▸ PROBLEM TO SOLVE: When you reach the line containing "Query: distant mountain" in the entries below, start writing out each line exactly, and stop after the line containing "Where can the turquoise".
------------------------------------------------------------------------
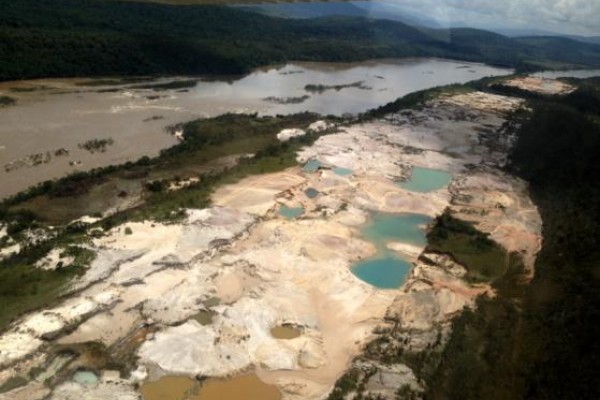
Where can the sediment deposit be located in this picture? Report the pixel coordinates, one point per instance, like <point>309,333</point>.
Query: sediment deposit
<point>251,269</point>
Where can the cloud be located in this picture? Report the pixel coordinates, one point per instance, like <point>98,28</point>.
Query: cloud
<point>566,16</point>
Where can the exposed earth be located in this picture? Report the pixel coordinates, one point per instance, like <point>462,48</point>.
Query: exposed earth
<point>199,298</point>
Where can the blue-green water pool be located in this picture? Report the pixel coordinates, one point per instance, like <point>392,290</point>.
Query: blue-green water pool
<point>342,171</point>
<point>388,270</point>
<point>312,165</point>
<point>426,180</point>
<point>291,212</point>
<point>311,193</point>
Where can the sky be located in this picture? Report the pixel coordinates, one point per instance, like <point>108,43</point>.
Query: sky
<point>577,17</point>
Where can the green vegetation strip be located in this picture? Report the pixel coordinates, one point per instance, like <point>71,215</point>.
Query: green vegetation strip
<point>24,287</point>
<point>118,38</point>
<point>521,343</point>
<point>484,259</point>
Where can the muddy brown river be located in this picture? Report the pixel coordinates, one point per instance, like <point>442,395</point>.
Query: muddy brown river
<point>44,135</point>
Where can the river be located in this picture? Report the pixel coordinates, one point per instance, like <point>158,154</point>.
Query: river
<point>56,114</point>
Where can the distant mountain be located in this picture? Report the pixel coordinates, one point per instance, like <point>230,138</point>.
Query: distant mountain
<point>366,9</point>
<point>52,38</point>
<point>536,32</point>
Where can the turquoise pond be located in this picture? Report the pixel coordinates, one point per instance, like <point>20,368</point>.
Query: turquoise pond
<point>311,193</point>
<point>388,270</point>
<point>291,212</point>
<point>312,166</point>
<point>426,180</point>
<point>342,171</point>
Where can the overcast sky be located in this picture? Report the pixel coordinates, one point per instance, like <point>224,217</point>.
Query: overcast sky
<point>579,17</point>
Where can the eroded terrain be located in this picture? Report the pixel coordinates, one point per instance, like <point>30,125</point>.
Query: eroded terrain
<point>200,298</point>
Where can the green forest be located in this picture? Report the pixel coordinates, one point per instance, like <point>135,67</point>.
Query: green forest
<point>58,38</point>
<point>539,339</point>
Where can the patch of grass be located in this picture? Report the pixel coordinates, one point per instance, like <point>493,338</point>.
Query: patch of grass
<point>13,383</point>
<point>206,141</point>
<point>24,287</point>
<point>484,259</point>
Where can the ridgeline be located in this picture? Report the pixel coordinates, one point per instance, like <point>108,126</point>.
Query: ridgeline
<point>60,38</point>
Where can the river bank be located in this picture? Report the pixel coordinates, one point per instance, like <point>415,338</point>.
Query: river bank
<point>250,269</point>
<point>43,134</point>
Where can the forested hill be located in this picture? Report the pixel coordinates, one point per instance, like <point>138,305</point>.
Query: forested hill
<point>43,38</point>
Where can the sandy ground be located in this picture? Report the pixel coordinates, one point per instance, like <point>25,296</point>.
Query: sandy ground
<point>267,270</point>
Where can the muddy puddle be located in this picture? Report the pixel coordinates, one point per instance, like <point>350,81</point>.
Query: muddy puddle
------------------------------------------------------------------------
▸ SOLUTION TO THE EXERCISE:
Query: distant mountain
<point>366,9</point>
<point>52,38</point>
<point>536,32</point>
Where can the turquoise pond be located in this picture? Report the pixel coordinates, one point per instance, like <point>20,368</point>.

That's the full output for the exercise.